──────── ENTRIES

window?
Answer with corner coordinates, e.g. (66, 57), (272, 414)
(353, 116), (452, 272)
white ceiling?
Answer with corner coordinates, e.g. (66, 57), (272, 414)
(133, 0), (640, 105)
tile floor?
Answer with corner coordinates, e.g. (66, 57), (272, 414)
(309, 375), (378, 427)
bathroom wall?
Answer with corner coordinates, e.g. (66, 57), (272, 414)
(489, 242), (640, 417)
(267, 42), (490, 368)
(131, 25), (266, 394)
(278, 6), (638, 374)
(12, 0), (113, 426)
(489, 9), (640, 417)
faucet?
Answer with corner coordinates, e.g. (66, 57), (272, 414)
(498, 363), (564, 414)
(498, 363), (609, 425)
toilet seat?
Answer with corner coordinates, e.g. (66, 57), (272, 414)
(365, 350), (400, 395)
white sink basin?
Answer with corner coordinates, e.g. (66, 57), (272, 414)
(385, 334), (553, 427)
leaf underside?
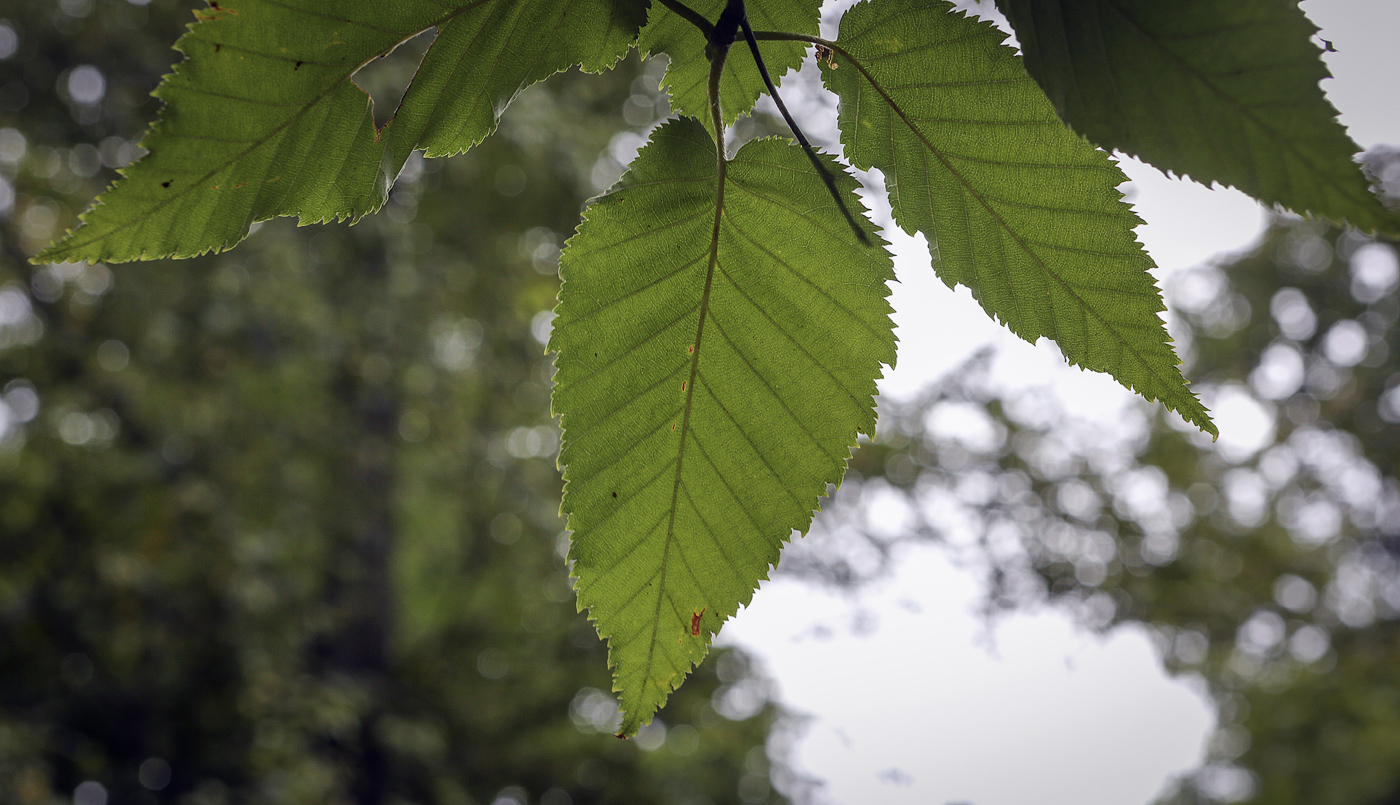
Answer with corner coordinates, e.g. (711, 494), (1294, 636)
(823, 0), (1217, 434)
(637, 0), (822, 134)
(36, 0), (645, 262)
(549, 119), (895, 734)
(997, 0), (1400, 234)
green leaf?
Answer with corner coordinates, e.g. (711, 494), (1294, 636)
(823, 0), (1217, 434)
(997, 0), (1400, 238)
(36, 0), (644, 262)
(389, 0), (647, 171)
(549, 119), (895, 734)
(637, 0), (822, 127)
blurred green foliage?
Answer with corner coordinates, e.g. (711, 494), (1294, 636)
(836, 150), (1400, 805)
(0, 0), (791, 805)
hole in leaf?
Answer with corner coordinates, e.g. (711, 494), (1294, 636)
(350, 28), (437, 129)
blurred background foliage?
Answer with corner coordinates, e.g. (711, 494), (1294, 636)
(0, 0), (785, 805)
(8, 0), (1400, 805)
(817, 161), (1400, 805)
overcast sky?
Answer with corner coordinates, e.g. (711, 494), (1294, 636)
(721, 0), (1400, 805)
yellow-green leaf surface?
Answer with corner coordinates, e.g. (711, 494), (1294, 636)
(637, 0), (822, 132)
(997, 0), (1400, 234)
(38, 0), (644, 262)
(823, 0), (1215, 434)
(549, 119), (895, 734)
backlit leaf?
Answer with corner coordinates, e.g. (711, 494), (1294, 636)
(997, 0), (1400, 232)
(549, 119), (895, 734)
(38, 0), (644, 262)
(637, 0), (822, 127)
(823, 0), (1215, 434)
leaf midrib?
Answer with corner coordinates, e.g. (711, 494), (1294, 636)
(755, 31), (1192, 408)
(1100, 0), (1376, 214)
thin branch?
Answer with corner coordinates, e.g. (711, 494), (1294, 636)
(661, 0), (714, 42)
(739, 18), (871, 246)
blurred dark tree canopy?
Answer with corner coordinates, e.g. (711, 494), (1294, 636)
(0, 0), (785, 805)
(8, 0), (1400, 805)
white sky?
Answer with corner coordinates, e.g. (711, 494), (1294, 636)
(721, 0), (1400, 805)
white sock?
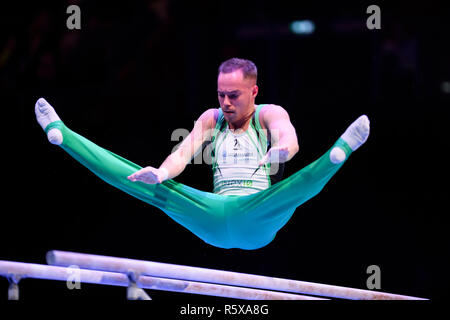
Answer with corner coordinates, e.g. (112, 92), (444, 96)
(341, 115), (370, 151)
(34, 98), (63, 145)
(330, 147), (346, 164)
(330, 115), (370, 164)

────────────────

● **TASK INSTRUCTIONS**
Recast the entries above as a two-column CSV with the headers text and answer, one row per entry. Put each field in double quotes, replace line breaks with spaces, and leave out the pictures.

● **EXERCISE RESPONSE**
text,answer
"window? Answer with corner coordinates, e.g. (66, 57), (272, 414)","(353, 116), (452, 272)"
"white ceiling? Answer with corner coordinates, e.g. (66, 57), (272, 414)","(133, 0), (640, 105)"
"tile floor? Answer with corner coordinates, e.g. (66, 57), (272, 414)","(309, 375), (378, 427)"
"bathroom wall? Answer with corner coordinates, e.g. (66, 57), (272, 414)","(489, 242), (640, 417) (267, 42), (490, 368) (131, 25), (266, 394) (278, 6), (638, 374) (12, 0), (113, 426) (489, 9), (640, 417)"
"faucet? Answer with corner coordinates, e.g. (66, 57), (272, 414)","(498, 363), (564, 414) (498, 363), (609, 425)"
"toilet seat? Answer with corner coordinates, e.g. (66, 57), (272, 414)","(365, 350), (400, 395)"
"white sink basin? Answer with corner coordinates, e.g. (66, 57), (272, 414)","(385, 334), (553, 427)"
"leaf underside? Answer with corner coordinates, e.g. (711, 494), (1294, 636)","(823, 0), (1217, 434) (637, 0), (822, 134) (36, 0), (645, 262) (549, 119), (895, 734) (997, 0), (1400, 234)"
"green leaf? Answer with corner coordinates, e.g. (711, 494), (1294, 636)","(823, 0), (1217, 434) (997, 0), (1400, 238) (36, 0), (644, 262) (389, 0), (647, 171) (549, 119), (895, 734) (637, 0), (822, 127)"
"blurred green foliage? Answer with corner coordinates, e.g. (711, 494), (1294, 636)","(836, 150), (1400, 805) (0, 0), (791, 805)"
"hole in leaf? Answer with corner coordinates, e.g. (711, 494), (1294, 636)","(350, 28), (437, 129)"
"blurred background foliage? Answer with corner coordinates, e.g. (711, 494), (1294, 636)","(0, 0), (785, 805) (8, 0), (1400, 805) (817, 161), (1400, 805)"
"overcast sky? Answer with corner coordinates, e.g. (711, 494), (1294, 636)","(721, 0), (1400, 805)"
"yellow-green leaf surface? Answer with corner coordinates, e.g. (711, 494), (1294, 636)","(637, 0), (822, 132) (997, 0), (1400, 234) (38, 0), (644, 262) (823, 0), (1215, 434) (549, 119), (895, 734)"
"backlit leaf? Answer with corner coordinates, e.g. (711, 494), (1294, 636)","(997, 0), (1400, 232) (549, 119), (895, 734) (38, 0), (644, 262) (637, 0), (822, 127) (823, 0), (1215, 434)"
"leaf midrib? Answer with corner coordinates, e.g. (711, 494), (1294, 636)","(755, 31), (1192, 408) (1100, 0), (1376, 214)"
"thin branch? Answer with corner coordinates, e.g. (711, 494), (1294, 636)","(661, 0), (714, 42) (739, 18), (871, 246)"
"blurred dark tree canopy? Answer with corner coordinates, e.g. (711, 494), (1294, 636)","(0, 0), (785, 805) (8, 0), (1400, 805)"
"white sky? Answer with corner coordinates, e.g. (711, 494), (1294, 636)","(721, 0), (1400, 805)"
"white sock? Answer with corner coordinates, e.g. (112, 92), (444, 96)","(341, 115), (370, 151) (34, 98), (63, 145) (330, 147), (346, 164) (330, 115), (370, 164)"